* **FRAGMENTO MOSTRADO**:
+---+
Los casos más famosos son los de A. Pusztai, despedido del Rowett Insitute (Reino Unido) después de hacer público un estudio que mostraba efectos negativos de patatas con GNA de ratones, a pesar de su larga carrera y acreditado prestigio previo.

El de I. Chapela, cuyo artículo en Nature sobre presencia de genes de maiz transgénico en variedades tradicionales de maiz mejicano fue seguido de una intensa polémica y una campaña de falsas acusaciones, y cuya oposición a los acuerdos de U.C. Berkeley con la empresa Novartis causó la no renovación de su contrato (que acabaría siendo revocada tras una investigación interna).

El de GE Seralini, cuyo artículo en efectos a largo plazo de maíz y el herbicida Roundup fue publicado y posteriormente retractado por la revista Food & Chemical Toxicology - lo que ha causado una situación paradójica: en la web de esta revista, hay acceso directo a todas las críticas y comentarios a dicho artículo pero no al artículo original.
+---+
* **DATOS DISPONIBLES**:
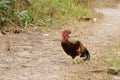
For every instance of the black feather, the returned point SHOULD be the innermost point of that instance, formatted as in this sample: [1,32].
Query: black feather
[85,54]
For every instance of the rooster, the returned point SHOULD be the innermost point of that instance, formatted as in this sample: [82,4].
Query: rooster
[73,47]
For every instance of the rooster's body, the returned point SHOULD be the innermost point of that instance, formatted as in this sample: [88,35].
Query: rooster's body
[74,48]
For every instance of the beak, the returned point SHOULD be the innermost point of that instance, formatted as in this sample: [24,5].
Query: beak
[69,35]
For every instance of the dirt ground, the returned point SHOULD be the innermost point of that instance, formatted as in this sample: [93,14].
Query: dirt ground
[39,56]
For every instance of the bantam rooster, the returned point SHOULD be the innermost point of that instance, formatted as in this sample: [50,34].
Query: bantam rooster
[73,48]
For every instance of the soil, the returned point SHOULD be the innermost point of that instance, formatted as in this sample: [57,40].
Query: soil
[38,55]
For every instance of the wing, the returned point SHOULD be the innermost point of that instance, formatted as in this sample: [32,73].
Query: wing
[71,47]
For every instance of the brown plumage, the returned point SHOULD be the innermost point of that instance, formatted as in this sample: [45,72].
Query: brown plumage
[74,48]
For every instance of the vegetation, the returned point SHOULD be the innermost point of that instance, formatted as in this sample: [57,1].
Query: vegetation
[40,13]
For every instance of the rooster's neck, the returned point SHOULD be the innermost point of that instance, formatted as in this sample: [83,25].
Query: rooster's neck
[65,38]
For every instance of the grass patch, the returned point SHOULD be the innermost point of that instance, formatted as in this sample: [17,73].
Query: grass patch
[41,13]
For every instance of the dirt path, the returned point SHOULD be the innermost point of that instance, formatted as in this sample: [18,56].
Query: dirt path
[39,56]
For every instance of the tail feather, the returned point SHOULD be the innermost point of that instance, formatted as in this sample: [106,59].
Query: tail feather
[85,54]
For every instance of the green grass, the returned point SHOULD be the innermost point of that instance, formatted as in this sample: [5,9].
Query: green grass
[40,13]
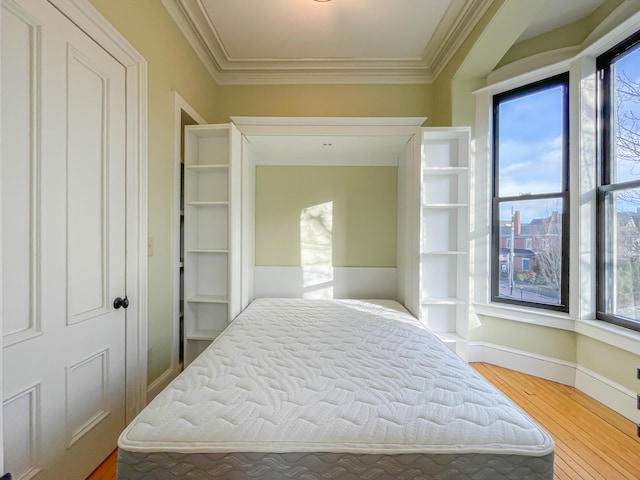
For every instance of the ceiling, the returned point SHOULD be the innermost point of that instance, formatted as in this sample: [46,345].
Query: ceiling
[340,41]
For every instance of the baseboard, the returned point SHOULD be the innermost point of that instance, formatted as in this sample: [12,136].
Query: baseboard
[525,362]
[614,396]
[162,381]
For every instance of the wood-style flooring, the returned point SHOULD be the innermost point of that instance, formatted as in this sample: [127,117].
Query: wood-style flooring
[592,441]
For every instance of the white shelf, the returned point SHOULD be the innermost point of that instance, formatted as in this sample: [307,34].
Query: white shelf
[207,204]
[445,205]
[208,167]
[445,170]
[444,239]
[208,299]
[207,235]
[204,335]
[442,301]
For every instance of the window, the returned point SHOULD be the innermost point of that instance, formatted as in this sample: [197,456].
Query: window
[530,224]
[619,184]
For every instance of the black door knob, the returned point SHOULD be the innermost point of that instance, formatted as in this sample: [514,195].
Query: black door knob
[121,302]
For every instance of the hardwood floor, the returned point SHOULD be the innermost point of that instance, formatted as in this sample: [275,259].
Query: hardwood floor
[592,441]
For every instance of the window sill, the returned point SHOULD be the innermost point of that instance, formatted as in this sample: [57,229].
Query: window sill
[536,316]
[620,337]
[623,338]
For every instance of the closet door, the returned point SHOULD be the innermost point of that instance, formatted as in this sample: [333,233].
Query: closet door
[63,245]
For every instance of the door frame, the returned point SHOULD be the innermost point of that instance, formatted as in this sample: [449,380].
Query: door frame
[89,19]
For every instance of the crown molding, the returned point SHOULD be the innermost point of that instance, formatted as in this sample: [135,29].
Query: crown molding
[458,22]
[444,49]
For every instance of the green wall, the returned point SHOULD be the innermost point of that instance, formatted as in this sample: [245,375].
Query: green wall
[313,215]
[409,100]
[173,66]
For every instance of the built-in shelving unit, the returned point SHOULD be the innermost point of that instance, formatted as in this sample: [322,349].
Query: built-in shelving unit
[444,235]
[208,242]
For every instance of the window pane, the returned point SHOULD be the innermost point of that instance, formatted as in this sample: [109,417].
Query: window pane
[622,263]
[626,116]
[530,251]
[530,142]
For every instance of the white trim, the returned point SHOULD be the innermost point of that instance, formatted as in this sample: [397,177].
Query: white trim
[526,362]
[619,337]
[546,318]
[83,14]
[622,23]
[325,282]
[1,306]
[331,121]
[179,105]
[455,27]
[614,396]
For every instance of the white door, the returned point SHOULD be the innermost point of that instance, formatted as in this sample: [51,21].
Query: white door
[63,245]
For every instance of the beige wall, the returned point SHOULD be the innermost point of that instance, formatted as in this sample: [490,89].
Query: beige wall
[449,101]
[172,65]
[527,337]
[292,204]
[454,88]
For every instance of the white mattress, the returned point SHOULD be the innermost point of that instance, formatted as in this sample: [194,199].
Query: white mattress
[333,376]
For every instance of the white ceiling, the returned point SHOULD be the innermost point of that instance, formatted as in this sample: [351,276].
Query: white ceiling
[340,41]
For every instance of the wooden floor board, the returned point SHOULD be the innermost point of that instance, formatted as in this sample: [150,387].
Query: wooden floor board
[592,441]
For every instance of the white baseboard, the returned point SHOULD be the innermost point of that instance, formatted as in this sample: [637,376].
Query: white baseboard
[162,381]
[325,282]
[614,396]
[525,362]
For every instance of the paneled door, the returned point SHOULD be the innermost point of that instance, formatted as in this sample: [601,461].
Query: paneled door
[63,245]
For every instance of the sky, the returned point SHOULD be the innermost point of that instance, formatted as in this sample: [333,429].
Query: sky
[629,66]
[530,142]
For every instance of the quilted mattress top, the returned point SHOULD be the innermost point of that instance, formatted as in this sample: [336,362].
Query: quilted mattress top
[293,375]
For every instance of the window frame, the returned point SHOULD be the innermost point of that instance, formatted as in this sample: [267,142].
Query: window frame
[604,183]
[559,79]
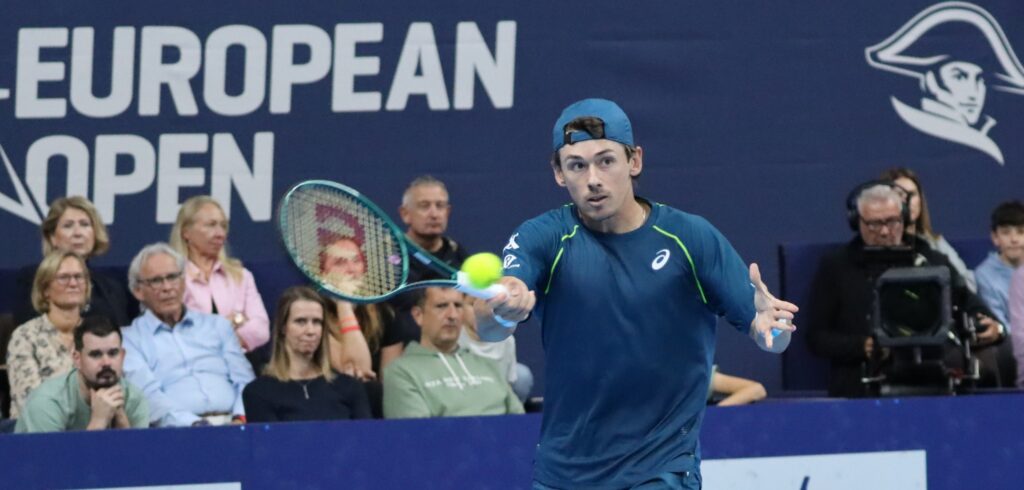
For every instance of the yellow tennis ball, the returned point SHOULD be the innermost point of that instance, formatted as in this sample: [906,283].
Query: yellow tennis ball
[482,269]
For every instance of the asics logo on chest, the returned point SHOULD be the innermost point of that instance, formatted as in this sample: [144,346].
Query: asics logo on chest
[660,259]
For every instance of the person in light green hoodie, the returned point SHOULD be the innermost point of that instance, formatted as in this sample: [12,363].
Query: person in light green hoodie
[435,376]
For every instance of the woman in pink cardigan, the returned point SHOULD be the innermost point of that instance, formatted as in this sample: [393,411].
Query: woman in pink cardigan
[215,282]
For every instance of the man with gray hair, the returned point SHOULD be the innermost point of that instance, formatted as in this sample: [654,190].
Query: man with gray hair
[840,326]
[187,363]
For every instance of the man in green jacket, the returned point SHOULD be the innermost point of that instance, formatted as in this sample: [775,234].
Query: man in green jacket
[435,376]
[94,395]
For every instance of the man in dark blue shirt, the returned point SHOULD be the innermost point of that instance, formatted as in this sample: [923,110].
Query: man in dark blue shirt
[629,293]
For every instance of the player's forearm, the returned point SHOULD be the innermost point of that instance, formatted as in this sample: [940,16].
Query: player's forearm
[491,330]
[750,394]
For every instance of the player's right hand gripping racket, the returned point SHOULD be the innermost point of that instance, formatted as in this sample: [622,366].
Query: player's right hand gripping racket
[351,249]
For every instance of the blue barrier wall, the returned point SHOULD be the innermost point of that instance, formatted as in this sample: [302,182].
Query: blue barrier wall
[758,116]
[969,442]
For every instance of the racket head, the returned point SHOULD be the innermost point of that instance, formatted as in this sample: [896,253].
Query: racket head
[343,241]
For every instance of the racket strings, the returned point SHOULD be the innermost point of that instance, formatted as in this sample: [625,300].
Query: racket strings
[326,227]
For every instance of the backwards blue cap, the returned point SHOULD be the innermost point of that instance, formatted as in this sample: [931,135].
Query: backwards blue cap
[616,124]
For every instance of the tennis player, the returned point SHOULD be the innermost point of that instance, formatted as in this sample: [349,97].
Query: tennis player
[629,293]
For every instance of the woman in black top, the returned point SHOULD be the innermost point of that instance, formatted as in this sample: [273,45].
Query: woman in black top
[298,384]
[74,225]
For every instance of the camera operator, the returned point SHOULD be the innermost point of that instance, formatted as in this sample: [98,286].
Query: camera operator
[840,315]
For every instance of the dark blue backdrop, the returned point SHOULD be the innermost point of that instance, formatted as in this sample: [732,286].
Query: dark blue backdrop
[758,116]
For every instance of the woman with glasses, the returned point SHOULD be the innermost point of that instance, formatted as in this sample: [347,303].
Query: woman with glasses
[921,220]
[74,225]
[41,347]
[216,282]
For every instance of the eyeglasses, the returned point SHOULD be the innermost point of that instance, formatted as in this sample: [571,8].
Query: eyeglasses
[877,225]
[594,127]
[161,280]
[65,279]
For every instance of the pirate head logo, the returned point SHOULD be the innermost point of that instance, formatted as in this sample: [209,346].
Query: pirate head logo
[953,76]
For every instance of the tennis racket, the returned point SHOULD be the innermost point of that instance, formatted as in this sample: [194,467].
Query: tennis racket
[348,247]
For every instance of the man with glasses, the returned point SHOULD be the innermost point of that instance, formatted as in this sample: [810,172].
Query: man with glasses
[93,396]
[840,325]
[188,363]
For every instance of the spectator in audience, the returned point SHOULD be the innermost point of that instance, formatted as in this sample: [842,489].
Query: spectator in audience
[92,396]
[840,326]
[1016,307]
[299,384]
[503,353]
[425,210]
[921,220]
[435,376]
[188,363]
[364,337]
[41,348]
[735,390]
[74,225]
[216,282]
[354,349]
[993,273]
+---+
Transcribe del fragmento mostrado todo lo que va desde "El de I. Chapela, cuyo" hasta "una investigación interna).", sin alterar una sola palabra. Los ítems no intervienen en nada de esto.

El de I. Chapela, cuyo artículo en Nature sobre presencia de genes de maiz transgénico en variedades tradicionales de maiz mejicano fue seguido de una intensa polémica y una campaña de falsas acusaciones, y cuya oposición a los acuerdos de U.C. Berkeley con la empresa Novartis causó la no renovación de su contrato (que acabaría siendo revocada tras una investigación interna).